### ISTRUZIONI DEL COMPITO
Trascriva il tratto del brano sulla plastica che inizia con le parole contenenti "La rivoluzionaria scoperta" e si chiude con "chimica nel 1963.", sostituendo "rivoluzionaria" con "straordinaria".

### BRANO DEL DOCUMENTO
----------
L’inquinamento da plastica non è sempre stato percepito come una minaccia. Per chi ha l’età per ricordare le pubblicità di Carosello, la plastica è indissolubilmente legata al tormentone sul Moplen, in cui Gino Bramieri, con il grembiule da cucina, prometteva alle massaie italiane accessori per la casa pratici, leggeri e indistruttibili.
La rivoluzionaria scoperta del polipropilene isotattico, un tipo di plastica dura e resistente commercializzato con il marchio Moplen, fu uno dei grandi successi scientifici e industriali italiani e valse a Giulio Natta il premio Nobel per la chimica nel 1963.
Come siamo passati dall’associare la plastica alla prosaica immondizia piuttosto che alla creatività, all’inventiva e alla praticità? Due parole riassumono la risposta: monouso e microplastica.
----------
### DATI FORNITI

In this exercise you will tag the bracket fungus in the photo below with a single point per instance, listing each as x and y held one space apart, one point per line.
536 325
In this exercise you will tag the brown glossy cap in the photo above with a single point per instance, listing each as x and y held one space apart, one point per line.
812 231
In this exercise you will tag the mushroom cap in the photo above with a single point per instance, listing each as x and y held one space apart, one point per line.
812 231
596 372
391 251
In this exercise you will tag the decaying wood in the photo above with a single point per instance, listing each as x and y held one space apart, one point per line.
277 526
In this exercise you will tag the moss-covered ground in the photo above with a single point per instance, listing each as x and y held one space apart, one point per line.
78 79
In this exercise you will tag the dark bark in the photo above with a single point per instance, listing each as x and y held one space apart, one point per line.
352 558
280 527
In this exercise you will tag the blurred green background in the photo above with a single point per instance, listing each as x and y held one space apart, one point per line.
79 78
----------
### ESERCIZIO SVOLTO
La straordinaria scoperta del polipropilene isotattico, un tipo di plastica dura e resistente commercializzato con il marchio Moplen, fu uno dei grandi successi scientifici e industriali italiani e valse a Giulio Natta il premio Nobel per la chimica nel 1963.